SOURCE PASSAGE =>
··········
Jointly with pathologists at Yale University, the Alexion scientists conducted extensive genetic breeding experiments with those mice to identify the specific role of terminal complement in the immune system on the generation of joint inflammation. In these experiments, over 90 percent of wild-type animals challenged with self-antigens contracted RA, but none of the mice bred to be C5-deficient did so.

"This collagen arthritis," Matis observed, "is a frequently used preclinical model for RA." Now Alexion has gone from preclinical to clinical by humanizing the original all-mouse monoclonal. Matis is senior author of a paper in the April 15, 2000, issue of the twice-monthly Journal of Immunology. Its title: "A role for complement in antibody-mediated inflammation: C5-deficient DBA/1 mice are resistant to collagen-induced arthritis."

"This was a genetic study," he told BioWorld Today, "in which we developed a newly inbred strain of DBA/1 mouse - a very arthritis-susceptible strain - that was lacking in C5. It contrasts with our 1995 study, which we did in animals with functional C5, which we blocked with a C5-inhibiting antibody. We now show that - in the genetic absence of C5 - there was a critical requirement of C5 for the induction of arthritis.

"We know that the way the antibody works," Matis went on, "is by preventing the cleavage of C5. It binds to a site on that molecule, which Alexion determined by proprietary observation. It's a critical site, which prevents the convertase enzyme - the protease - from cleaving C5 into its active proinflammatory components."

Matis and his co-authors mounted this new preclinical study to confirm their conviction that C5 is indeed the mortal enemy No. 1 of rheumatoid arthritic joints. "The reason that we did this investigation," he recalled, "was because previous studies elsewhere have produced some conflicting results with respect to the role of complement in autoimmune arthritis in preclinical models. Some have said it was primarily a T-cell-mediated process."
··········
EXERCISE DATA =>
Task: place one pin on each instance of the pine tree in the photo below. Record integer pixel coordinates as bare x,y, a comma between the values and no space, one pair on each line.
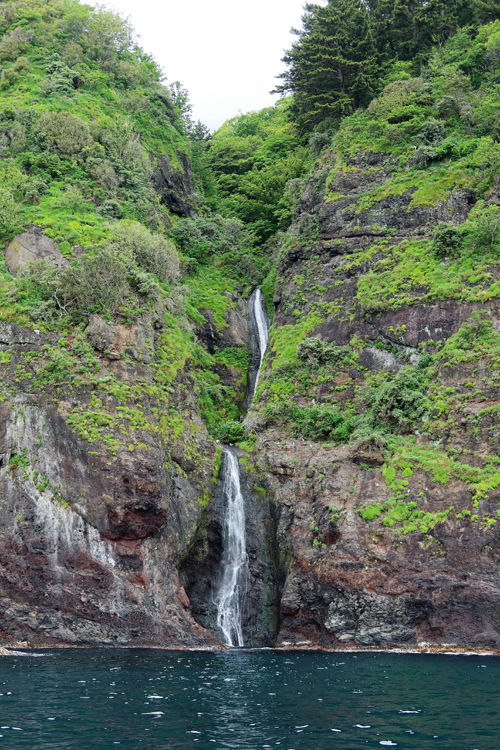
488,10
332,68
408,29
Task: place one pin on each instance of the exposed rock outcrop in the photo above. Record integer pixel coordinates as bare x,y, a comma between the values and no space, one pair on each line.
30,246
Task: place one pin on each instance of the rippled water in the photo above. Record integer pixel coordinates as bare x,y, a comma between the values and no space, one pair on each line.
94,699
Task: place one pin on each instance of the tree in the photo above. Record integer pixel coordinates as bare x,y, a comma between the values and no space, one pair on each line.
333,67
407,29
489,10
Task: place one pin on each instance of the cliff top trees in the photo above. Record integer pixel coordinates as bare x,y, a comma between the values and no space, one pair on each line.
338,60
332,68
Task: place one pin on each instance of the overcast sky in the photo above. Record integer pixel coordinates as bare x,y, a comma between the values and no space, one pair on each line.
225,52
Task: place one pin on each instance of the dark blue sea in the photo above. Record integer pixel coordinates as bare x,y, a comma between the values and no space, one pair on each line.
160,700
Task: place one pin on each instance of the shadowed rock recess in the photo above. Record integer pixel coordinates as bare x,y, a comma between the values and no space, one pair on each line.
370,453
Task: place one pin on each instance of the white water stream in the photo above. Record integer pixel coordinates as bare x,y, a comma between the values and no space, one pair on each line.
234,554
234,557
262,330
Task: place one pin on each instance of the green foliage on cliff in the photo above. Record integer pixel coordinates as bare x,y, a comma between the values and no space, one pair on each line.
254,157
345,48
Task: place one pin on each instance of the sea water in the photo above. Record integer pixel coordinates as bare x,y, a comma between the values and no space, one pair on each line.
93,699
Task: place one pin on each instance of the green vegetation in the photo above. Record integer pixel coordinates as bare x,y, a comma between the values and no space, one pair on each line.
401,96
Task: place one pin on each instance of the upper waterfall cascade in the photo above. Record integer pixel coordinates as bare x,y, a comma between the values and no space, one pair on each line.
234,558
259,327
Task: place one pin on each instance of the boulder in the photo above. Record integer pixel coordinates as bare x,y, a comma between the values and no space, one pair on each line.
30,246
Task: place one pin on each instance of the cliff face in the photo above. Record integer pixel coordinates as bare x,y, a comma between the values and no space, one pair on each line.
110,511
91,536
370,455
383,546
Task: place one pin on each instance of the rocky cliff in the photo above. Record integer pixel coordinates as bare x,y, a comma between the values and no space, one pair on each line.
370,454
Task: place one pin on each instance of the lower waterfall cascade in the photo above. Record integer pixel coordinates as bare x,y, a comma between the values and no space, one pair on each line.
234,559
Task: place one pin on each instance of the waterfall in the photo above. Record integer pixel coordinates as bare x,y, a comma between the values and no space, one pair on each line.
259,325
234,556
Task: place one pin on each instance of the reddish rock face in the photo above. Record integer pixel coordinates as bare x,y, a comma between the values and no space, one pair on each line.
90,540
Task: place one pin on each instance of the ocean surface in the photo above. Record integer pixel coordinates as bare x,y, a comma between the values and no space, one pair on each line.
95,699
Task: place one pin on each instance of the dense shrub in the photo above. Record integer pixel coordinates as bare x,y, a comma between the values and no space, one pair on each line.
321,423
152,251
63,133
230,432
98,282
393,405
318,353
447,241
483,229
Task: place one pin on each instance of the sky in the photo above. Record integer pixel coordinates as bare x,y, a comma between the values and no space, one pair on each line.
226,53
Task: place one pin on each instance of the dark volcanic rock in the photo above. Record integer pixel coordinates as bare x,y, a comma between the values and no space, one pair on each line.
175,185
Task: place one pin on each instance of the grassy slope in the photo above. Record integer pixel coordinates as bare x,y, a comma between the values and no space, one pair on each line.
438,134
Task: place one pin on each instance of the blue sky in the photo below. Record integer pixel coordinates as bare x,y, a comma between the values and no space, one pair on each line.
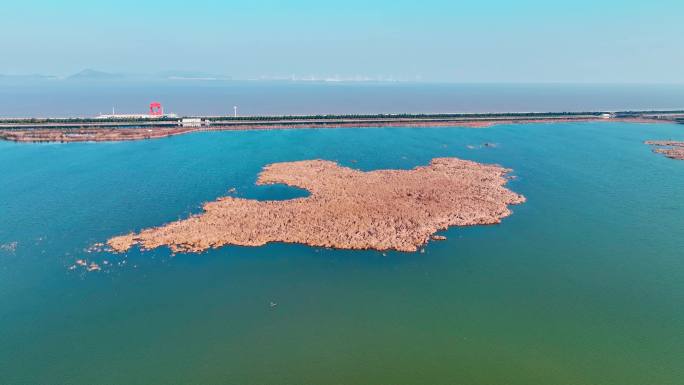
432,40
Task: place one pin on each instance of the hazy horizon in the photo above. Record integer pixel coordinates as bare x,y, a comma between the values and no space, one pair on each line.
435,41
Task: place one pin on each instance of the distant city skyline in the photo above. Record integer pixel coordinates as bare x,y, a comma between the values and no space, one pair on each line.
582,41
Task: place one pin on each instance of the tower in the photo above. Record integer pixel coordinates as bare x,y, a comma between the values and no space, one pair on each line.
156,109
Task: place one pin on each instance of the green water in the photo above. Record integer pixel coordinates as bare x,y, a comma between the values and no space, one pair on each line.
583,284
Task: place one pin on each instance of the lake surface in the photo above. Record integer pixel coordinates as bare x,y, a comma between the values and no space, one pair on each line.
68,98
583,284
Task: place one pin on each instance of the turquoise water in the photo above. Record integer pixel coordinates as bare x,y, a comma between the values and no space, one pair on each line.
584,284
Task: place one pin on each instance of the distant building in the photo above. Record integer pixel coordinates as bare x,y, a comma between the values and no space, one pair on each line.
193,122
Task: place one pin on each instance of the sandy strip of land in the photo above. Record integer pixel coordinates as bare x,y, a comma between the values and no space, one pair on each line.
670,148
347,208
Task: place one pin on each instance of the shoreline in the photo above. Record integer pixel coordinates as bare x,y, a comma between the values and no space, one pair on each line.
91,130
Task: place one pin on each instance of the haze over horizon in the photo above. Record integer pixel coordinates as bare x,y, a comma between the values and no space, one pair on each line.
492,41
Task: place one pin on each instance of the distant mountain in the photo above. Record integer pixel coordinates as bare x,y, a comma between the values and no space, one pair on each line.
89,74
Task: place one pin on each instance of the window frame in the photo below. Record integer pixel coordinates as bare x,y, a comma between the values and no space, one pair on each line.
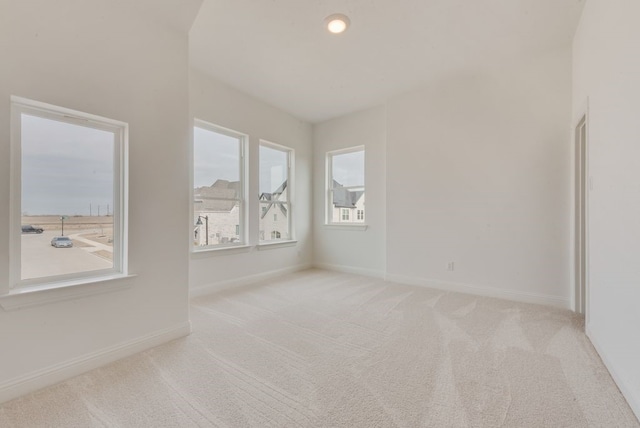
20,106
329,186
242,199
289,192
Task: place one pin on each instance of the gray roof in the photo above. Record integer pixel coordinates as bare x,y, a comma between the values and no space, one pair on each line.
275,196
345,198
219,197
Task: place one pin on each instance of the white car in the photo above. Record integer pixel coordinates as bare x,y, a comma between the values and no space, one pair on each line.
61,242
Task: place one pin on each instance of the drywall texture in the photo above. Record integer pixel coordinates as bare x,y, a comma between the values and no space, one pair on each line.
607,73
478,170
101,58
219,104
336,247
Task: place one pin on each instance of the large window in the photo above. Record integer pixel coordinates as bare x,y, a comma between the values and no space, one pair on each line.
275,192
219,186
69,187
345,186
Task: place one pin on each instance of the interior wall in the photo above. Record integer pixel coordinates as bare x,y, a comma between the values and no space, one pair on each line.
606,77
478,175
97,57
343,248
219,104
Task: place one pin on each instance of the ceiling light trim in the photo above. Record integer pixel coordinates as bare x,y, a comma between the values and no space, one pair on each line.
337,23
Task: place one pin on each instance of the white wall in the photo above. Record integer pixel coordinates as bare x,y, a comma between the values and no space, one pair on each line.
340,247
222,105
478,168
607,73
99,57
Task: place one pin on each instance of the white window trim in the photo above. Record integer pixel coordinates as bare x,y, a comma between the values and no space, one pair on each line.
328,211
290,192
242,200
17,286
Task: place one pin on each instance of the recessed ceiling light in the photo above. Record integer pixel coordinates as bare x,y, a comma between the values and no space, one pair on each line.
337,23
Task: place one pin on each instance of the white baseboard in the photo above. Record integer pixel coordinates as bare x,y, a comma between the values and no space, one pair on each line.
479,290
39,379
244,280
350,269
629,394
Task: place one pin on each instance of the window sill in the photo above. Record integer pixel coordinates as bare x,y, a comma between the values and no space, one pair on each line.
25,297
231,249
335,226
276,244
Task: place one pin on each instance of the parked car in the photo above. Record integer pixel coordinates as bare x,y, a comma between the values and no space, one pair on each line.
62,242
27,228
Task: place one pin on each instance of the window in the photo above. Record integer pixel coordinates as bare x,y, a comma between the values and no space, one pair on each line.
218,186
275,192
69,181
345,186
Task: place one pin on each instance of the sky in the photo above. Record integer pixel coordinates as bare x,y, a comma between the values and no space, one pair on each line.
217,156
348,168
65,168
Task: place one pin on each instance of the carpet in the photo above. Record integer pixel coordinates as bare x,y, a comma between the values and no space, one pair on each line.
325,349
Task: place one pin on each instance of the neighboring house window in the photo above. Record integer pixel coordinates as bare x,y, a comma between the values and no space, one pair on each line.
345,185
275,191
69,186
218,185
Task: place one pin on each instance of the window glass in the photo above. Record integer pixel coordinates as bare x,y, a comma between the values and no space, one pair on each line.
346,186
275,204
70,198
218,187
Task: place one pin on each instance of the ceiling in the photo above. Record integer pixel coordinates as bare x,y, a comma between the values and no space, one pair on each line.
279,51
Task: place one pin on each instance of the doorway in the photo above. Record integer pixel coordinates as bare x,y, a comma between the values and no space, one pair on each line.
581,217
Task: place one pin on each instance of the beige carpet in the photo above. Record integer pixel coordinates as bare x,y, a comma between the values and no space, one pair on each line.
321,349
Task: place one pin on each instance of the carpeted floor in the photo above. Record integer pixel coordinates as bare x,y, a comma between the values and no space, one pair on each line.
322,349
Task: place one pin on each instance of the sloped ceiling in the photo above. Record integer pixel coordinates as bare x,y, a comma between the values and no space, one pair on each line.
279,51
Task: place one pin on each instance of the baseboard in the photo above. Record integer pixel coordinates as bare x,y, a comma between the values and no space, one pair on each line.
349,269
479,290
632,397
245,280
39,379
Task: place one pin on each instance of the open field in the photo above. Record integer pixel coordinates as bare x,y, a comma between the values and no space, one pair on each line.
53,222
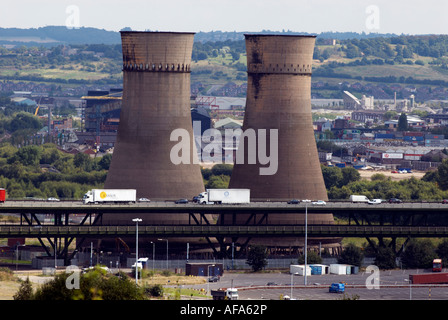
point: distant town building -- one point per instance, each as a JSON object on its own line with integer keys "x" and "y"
··········
DIRECTIONS =>
1. Which universities, companies and publications are named in the passage about C5 and arthritis in mice?
2. Resume the passage about C5 and arthritis in mice, carrying it on from its final sentence.

ANSWERS PER TASK =>
1. Yale University, Alexion, the Journal of Immunology, BioWorld Today

2.
Matis suggests that his current journal article may have laid this hypothesis to rest. "I believe we have clearly established," he observed, "that a highly susceptible strain of C5-minus mouse does not develop arthritis, whereas its wild-type C5-positive littermates do. And when we boosted the anti-C5 mice with autologous collagen, they were still RA-resistant."

More Autoimmune Diseases Go To Trial

But complement is no respecter of diseases. When its C5-through-C9 complex defects from backing the body's immune defenses and becomes a street gang, wielding autoantibodies, it doesn't limit its mayhem to RA.

On this score, Matis noted that "Alexion's fully humanized monoclonal antibody is now in clinical development for a number of indications, where we believe that there is a humoral [autoantibody] component to the inflammation, some of which in turn is mediated by complement." He and Mojcik ticked off the five other disease entities in which clinical trials are ongoing or imminent:

¿Membranous nephritis - Phase II, since October 1999, with 160 patients at 27 centers. An orphan kidney disease in which sufferers lose albumin in their urine. Fewer than 200,000 cases in the population.

¿ Psoriasis - a 12-patient pilot study at three centers. This autoimmune disease affects 2 percent of the population.

¿ Lupus nephritis - Inflammatory renal disease occurring in some people with systemic lupus erythematosus. - A 40-patient trial, starting imminently at the University of Colorado, which has received NIH funding for this study.

¿ Dermatomyositis - 12-patient trial starts soon at up to four centers. An autoimmune disease involving muscles and skin, in which antibodies against various components of those tissues are thought to activate complement. It produces inflammation leading to severe skin rash, as well as muscle inflammation, weakness and damage.

¿ Bullous pemphigoid - 12-patient trial starts soon at two centers. A blistering skin disease in which preclinical studies demonstrate that certain antibodies against components in the skin activate complement, and lead to the cutaneous pathology and blistering.